Given request:
Collect every line of the data below that contains the string "short" and copy each one out in full. Treat the match as case-sensitive.

** START OF Raw records **

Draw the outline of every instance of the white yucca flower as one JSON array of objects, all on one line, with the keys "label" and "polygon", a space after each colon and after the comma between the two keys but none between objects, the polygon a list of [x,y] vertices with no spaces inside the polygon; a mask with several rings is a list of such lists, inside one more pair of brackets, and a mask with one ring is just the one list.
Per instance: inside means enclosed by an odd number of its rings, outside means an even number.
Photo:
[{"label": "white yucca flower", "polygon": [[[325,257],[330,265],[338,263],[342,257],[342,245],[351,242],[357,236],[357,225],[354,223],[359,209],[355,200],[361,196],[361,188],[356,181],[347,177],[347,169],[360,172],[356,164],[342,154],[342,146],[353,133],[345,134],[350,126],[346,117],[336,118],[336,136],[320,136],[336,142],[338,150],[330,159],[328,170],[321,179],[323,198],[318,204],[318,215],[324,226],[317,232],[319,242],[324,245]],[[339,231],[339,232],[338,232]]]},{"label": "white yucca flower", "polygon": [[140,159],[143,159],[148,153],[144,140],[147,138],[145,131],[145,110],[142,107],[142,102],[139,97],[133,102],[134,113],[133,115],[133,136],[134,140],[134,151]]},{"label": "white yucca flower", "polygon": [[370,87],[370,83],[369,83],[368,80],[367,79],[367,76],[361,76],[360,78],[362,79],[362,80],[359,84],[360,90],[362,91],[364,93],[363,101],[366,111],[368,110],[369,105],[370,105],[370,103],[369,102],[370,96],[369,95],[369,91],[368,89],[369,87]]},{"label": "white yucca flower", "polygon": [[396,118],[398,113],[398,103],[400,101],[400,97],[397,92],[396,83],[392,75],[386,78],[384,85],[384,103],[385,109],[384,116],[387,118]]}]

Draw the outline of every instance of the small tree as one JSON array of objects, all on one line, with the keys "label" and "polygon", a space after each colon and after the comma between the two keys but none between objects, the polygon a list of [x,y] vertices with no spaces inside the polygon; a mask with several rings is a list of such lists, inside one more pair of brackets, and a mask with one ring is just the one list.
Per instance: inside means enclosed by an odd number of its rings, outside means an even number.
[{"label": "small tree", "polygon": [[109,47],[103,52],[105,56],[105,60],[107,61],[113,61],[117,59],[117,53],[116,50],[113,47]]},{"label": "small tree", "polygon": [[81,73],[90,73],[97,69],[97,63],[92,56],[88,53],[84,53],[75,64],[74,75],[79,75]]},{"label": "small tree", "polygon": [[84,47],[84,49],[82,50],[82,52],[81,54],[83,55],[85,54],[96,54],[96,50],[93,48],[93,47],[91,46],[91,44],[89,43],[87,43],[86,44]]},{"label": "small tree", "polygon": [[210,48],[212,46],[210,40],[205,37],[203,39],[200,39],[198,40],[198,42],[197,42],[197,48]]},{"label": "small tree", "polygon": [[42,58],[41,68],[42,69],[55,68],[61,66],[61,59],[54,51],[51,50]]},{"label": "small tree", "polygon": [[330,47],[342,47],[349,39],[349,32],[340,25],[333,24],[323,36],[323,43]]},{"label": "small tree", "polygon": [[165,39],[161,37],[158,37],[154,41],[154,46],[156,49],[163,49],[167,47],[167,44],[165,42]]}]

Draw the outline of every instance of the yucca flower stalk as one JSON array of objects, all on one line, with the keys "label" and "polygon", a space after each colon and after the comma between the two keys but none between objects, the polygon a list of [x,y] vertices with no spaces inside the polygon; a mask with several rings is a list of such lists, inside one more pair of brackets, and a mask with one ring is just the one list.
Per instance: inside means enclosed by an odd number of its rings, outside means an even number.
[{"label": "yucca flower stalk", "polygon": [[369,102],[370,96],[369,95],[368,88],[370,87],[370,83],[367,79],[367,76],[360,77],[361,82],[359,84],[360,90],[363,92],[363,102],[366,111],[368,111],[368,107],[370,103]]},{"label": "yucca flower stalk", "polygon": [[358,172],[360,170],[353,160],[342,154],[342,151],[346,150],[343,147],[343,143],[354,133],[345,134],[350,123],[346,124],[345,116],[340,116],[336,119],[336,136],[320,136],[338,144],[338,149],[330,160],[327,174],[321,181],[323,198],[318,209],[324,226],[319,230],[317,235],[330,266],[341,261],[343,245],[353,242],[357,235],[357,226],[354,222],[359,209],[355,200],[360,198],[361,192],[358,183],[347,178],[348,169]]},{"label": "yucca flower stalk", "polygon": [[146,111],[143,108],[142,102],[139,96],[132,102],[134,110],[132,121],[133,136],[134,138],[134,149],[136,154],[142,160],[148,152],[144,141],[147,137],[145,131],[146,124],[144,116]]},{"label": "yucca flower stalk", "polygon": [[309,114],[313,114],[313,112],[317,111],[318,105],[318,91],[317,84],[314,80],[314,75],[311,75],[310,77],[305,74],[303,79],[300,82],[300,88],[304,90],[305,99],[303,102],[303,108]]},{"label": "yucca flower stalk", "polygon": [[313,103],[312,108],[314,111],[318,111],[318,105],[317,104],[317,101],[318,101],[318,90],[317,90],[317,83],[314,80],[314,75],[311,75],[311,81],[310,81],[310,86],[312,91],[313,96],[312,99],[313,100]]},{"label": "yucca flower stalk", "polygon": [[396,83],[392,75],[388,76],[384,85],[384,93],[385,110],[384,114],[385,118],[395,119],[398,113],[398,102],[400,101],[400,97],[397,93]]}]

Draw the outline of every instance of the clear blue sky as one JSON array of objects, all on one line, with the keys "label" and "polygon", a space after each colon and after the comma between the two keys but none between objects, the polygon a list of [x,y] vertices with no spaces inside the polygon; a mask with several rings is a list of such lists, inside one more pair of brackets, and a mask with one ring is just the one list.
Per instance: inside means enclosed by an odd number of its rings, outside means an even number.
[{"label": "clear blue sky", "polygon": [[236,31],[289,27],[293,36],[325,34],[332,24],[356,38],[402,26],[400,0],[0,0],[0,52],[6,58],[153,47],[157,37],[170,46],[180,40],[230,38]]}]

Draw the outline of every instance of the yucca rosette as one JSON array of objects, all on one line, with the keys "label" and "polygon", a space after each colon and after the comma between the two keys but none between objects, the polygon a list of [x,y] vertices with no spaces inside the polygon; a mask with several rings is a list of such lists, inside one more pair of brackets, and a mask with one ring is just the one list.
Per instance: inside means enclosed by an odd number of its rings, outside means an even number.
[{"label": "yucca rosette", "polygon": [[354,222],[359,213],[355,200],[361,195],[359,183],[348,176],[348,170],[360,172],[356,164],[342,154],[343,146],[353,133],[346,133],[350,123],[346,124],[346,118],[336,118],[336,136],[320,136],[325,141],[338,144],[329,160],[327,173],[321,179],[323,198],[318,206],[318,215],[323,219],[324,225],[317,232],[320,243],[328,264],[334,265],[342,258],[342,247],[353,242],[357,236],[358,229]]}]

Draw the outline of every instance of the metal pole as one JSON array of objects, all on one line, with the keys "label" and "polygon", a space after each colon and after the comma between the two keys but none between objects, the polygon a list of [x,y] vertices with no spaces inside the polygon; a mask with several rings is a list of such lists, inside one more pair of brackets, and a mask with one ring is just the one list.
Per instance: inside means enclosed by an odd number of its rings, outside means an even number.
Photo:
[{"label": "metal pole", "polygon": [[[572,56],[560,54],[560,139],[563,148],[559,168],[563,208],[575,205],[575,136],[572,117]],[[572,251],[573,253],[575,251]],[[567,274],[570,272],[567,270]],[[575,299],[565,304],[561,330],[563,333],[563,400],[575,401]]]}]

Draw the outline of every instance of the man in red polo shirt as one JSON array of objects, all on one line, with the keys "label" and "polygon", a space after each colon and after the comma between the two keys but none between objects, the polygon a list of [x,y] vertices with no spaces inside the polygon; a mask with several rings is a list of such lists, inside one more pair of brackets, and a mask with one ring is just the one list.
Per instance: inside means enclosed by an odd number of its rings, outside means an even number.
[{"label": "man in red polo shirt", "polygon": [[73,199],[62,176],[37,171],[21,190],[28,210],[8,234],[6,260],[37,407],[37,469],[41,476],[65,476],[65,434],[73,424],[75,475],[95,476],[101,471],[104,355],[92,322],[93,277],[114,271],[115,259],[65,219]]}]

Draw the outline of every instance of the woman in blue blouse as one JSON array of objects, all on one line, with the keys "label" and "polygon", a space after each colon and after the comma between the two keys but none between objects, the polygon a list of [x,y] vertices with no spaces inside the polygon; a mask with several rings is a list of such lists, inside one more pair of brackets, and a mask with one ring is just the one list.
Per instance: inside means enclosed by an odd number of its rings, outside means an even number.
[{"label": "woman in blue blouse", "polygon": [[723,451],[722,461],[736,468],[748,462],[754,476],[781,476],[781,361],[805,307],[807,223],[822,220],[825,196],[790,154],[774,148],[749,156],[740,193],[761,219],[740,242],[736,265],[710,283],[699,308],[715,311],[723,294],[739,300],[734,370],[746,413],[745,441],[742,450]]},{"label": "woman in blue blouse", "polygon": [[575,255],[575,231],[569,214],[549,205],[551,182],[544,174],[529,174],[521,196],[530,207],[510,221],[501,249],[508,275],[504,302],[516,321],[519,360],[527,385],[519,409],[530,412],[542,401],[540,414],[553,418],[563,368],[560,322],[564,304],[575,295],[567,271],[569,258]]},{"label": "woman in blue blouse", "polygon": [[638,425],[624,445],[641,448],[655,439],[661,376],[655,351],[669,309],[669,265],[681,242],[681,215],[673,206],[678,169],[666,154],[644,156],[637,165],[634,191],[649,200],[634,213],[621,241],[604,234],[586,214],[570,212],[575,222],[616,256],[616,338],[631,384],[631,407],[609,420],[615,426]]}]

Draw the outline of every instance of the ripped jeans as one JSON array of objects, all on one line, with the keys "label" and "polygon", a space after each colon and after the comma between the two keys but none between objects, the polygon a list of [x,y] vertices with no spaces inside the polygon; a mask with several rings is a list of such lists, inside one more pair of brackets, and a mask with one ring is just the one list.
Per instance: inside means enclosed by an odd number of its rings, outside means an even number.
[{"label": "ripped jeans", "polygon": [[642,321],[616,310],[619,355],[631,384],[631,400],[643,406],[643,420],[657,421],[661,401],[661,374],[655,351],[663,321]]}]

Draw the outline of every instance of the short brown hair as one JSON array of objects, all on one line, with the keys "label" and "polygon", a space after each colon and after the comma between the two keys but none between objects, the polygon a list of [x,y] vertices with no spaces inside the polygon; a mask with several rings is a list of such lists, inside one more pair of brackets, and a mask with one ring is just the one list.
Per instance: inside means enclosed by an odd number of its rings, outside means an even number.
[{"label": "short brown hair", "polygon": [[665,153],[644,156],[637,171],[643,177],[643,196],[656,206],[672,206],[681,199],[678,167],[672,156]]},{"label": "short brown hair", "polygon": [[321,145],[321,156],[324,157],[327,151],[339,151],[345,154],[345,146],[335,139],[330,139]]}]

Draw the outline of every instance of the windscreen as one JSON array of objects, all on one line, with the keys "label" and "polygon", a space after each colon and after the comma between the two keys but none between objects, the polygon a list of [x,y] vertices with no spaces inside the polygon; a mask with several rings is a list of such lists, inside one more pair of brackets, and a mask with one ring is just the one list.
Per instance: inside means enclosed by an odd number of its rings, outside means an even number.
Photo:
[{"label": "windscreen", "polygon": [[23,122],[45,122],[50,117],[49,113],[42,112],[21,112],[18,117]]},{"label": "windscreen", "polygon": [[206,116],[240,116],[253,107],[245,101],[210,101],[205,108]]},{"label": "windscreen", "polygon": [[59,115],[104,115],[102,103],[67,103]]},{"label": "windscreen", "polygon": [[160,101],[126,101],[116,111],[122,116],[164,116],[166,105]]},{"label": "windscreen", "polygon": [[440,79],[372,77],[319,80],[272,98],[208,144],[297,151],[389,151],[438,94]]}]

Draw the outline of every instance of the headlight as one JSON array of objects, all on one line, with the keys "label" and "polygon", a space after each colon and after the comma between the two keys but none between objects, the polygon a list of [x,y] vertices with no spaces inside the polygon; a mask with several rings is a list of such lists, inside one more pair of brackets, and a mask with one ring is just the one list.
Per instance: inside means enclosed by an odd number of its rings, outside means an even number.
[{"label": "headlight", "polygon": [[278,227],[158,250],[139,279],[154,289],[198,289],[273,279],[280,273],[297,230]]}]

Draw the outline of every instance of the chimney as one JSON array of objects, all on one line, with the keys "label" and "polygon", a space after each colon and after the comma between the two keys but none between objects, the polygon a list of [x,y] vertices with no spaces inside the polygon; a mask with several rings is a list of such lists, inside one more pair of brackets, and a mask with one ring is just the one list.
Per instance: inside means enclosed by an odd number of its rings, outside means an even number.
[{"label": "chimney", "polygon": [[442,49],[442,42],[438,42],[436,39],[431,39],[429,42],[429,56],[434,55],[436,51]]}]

** END OF Raw records **

Response to this task:
Draw the outline of every instance of the short brown hair as one JSON array of objects, all on one line, with the keys "label" and "polygon", a space after each colon and after the comma between the two keys but none between objects, the polygon a list of [x,y] vertices with no spaces inside the polygon; a mask with several rings is a list of such lists, inside one more pair of brackets, and a mask with one ring is just the one list.
[{"label": "short brown hair", "polygon": [[665,153],[644,156],[637,171],[643,177],[643,196],[656,206],[672,206],[681,199],[678,167],[672,156]]},{"label": "short brown hair", "polygon": [[321,145],[321,156],[324,157],[327,151],[339,151],[345,154],[345,146],[335,139],[330,139]]}]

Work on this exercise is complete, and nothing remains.